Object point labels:
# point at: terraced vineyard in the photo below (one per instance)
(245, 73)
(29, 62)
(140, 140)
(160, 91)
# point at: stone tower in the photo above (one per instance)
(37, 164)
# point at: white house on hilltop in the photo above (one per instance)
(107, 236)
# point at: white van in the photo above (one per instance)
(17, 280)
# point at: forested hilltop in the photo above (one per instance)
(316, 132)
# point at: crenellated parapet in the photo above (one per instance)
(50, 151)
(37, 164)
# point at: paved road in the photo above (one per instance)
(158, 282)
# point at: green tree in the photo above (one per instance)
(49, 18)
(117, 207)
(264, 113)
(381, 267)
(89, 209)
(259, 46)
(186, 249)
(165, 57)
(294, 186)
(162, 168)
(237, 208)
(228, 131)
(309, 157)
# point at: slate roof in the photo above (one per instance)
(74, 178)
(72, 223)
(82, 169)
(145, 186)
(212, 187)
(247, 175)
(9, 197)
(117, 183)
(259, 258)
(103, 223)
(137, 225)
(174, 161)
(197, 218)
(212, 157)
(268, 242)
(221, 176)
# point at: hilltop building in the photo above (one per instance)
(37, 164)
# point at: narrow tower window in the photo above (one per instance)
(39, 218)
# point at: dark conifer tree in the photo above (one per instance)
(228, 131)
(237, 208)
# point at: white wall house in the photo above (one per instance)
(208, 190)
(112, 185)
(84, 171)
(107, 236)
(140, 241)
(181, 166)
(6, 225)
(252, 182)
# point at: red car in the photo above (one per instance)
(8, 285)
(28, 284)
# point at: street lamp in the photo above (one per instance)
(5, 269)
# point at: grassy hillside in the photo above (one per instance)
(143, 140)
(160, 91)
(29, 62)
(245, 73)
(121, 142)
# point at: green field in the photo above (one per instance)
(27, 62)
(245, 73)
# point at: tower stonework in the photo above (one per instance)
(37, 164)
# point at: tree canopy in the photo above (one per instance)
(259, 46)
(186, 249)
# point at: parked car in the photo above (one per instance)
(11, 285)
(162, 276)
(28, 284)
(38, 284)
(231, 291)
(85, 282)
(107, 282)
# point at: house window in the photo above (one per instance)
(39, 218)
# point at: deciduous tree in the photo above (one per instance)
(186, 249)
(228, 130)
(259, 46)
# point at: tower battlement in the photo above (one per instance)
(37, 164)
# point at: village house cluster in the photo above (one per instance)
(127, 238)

The exercise: Please reproduce the data above, swapping each "tower" for "turret" and leaving everything else untouched.

Solution:
# point at: terraced vineyard in the photo below (one per instance)
(245, 73)
(29, 62)
(140, 140)
(160, 91)
# point at: stone turret in the photo above (one per instance)
(37, 164)
# point at: white house on hilltop in the photo above (one per instance)
(107, 236)
# point at: white van in the photo above (one per instance)
(17, 280)
# point at: forested hilltop in the photo above (one per instance)
(316, 132)
# point at: crenellated parapet in the photo above (one per instance)
(50, 151)
(37, 164)
# point at: paved road in the photo above (one per instance)
(158, 282)
# point at: green tree in the photo above (one per instance)
(49, 18)
(117, 207)
(264, 113)
(381, 267)
(89, 209)
(259, 46)
(186, 249)
(165, 57)
(294, 186)
(162, 168)
(237, 208)
(228, 131)
(309, 157)
# point at: slate roof in the photo above (one per instance)
(74, 178)
(72, 223)
(82, 169)
(145, 186)
(212, 187)
(247, 175)
(9, 197)
(117, 183)
(259, 258)
(103, 223)
(137, 225)
(174, 161)
(197, 218)
(212, 157)
(268, 242)
(221, 176)
# point at: hilltop building in the photo above (one per instance)
(37, 164)
# point at: narrow turret window in the photo above (one per instance)
(39, 218)
# point at: dark conifer tree in the photo above (one per instance)
(228, 131)
(237, 208)
# point at: white wall house in the photo above (one per instance)
(208, 190)
(112, 185)
(84, 171)
(107, 236)
(140, 241)
(181, 166)
(6, 225)
(252, 182)
# point at: red car in the photo above (one per instance)
(8, 285)
(28, 284)
# point at: street lamp in the photo above (one per instance)
(5, 269)
# point at: grassy hillside in the photo above (one per instance)
(143, 140)
(160, 91)
(29, 62)
(245, 73)
(121, 142)
# point at: green field in the photo above (one per instance)
(27, 62)
(245, 73)
# point at: turret stonework in the photo above (one per instance)
(37, 164)
# point at: tree canopy in the photo above (one per instance)
(259, 46)
(186, 249)
# point at: parked car in the photo above (one per instance)
(11, 285)
(162, 276)
(28, 284)
(38, 284)
(231, 291)
(85, 282)
(107, 282)
# point at: house window in the photo above (one per instance)
(39, 218)
# point at: deciduous tree in the photo above (one per instance)
(186, 249)
(228, 130)
(259, 46)
# point at: turret battlement in the photo above (one per instance)
(37, 164)
# point at: village house cluster in the photo above (one per instance)
(127, 238)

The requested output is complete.